3. Uncertainty

This matters because a confident wrong prediction is often more damaging than a plainly uncertain one. Focus on simple uncertainty signals you can compute without redesigning the whole model.

[ ]:
import torch
from torch import nn

torch.manual_seed(67)
device = torch.device('cuda' if torch.cuda.is_available() else 'cpu')
model = nn.Sequential(nn.Linear(4, 8), nn.ReLU(), nn.Dropout(p=0.4), nn.Linear(8, 3)).to(device)
x = torch.randn(5, 4, device=device)

3.1. Predictive entropy

Entropy is larger when the class distribution is spread out and smaller when one class dominates.

[ ]:
model.eval()
with torch.inference_mode():
    probabilities = torch.softmax(model(x), dim=-1)
entropy = -(probabilities * probabilities.clamp_min(1e-8).log()).sum(dim=1)

+ + + + +

§ WORK INSTRUCTIONS
[1] Name each layer passed to nn.Sequential in the tutorial on uncertainty, in the order it appears.
[2] Carry on the tutorial on uncertainty from the point where it stops.

§ RECORDED INFORMATION

+ + + + +

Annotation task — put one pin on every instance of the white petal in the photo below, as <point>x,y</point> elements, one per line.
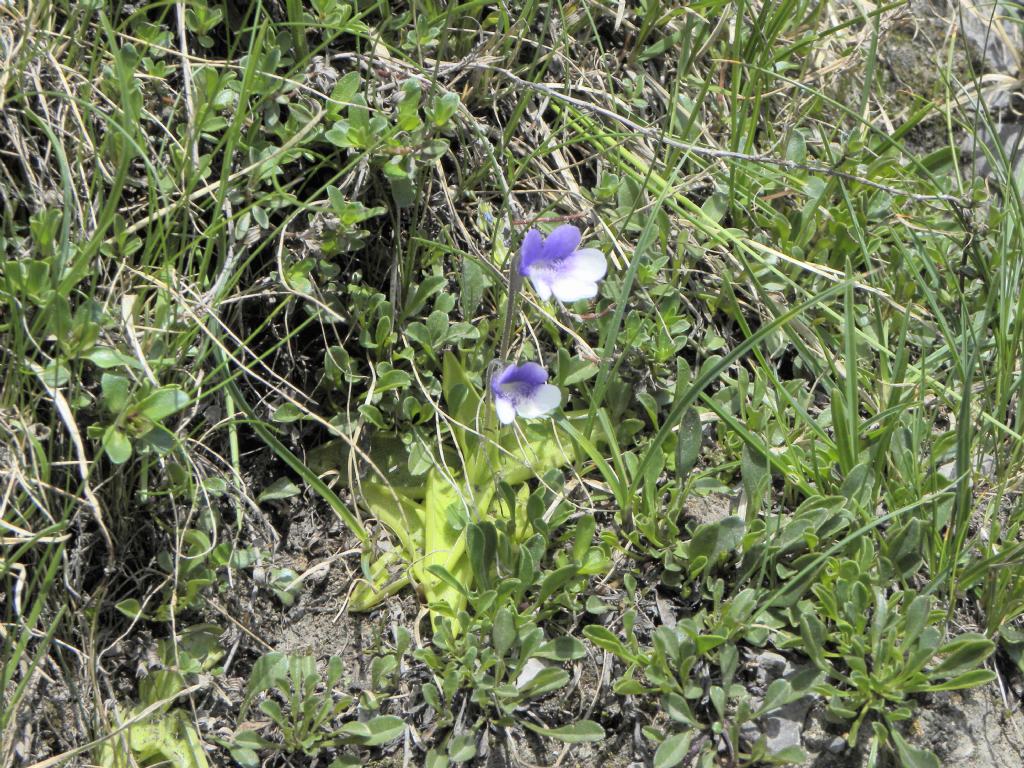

+ + + + +

§ TASK-BY-TASK ANSWERS
[1] nn.Linear(4, 8), nn.ReLU(), nn.Dropout(p=0.4), nn.Linear(8, 3)

[2]
print(entropy)
assert entropy.shape == (5,)

3.2. Monte Carlo dropout

Keep dropout active at inference time, run several forward passes, and measure prediction spread.

[ ]:
model.train()
samples = []
with torch.inference_mode():
    for _ in range(10):
        samples.append(torch.softmax(model(x), dim=-1))
samples = torch.stack(samples)
mean_probability = samples.mean(dim=0)
variance = samples.var(dim=0)
print(mean_probability.shape, variance.shape)
assert mean_probability.shape == variance.shape == (5, 3)